## Written instruction a
Summarize the article on the budget request in two sentences.

## Source text
White House: Budget Request Will Include Doubling SEC, CFTC Funding by 2021
February 08 2016 - 7:00PM
Dow Jones News
WASHINGTON—The Obama administration will call on lawmakers to
double the budgets of the top U.S. market cops over the next
several years, the White House announced Monday, a push almost
certain to encounter opposition from the Republican-controlled
Congress.
The big request, which the White House is set to unveil formally
Tuesday, calls for boosting annual funding for the Securities and
Exchange Commission and the Commodity Futures Trading Commission to
$3 billion and $500 million, respectively, by the fiscal year
starting Oct. 1, 2020, according to a blog post by Jeffrey Zients,
director of the National Economic Council.

## Available data
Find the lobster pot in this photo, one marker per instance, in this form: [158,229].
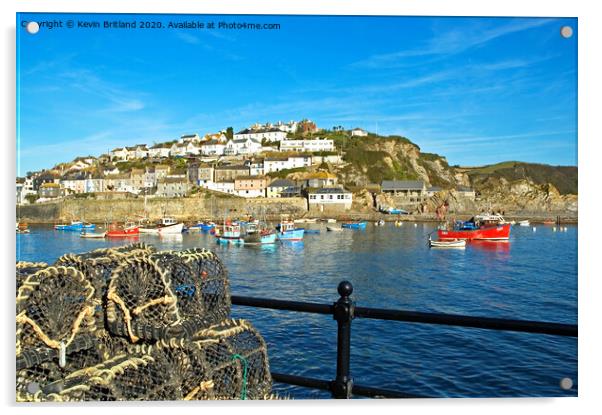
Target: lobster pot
[237,357]
[37,368]
[214,282]
[55,306]
[155,297]
[25,269]
[227,361]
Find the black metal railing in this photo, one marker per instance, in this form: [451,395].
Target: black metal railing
[344,311]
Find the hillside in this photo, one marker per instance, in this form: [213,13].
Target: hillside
[563,178]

## Written instruction b
Recast every line of the entries that follow the article as a Markdown table with the columns "Row" and "Line", skipping blank lines. Leave the pictures out.

## Exercise result a
The White House announced Monday that the Obama administration will ask lawmakers to double the budgets of the top U.S. market cops over the next several years, a push almost certain to meet opposition from the Republican-controlled Congress. The request, set to be formally unveiled Tuesday, calls for raising annual funding for the Securities and Exchange Commission to $3 billion and for the Commodity Futures Trading Commission to $500 million by the fiscal year starting Oct. 1, 2020.

## Exercise result b
| Row | Line |
|---|---|
| 1 | Find the lobster pot in this photo, one marker per instance, in this form: [158,229]. |
| 2 | Target: lobster pot |
| 3 | [237,357] |
| 4 | [37,368] |
| 5 | [214,282] |
| 6 | [55,306] |
| 7 | [155,297] |
| 8 | [25,269] |
| 9 | [227,361] |
| 10 | Find the black metal railing in this photo, one marker per instance, in this form: [451,395]. |
| 11 | Target: black metal railing |
| 12 | [344,311] |
| 13 | Find the hillside in this photo, one marker per instance, in this form: [213,13]. |
| 14 | Target: hillside |
| 15 | [563,178] |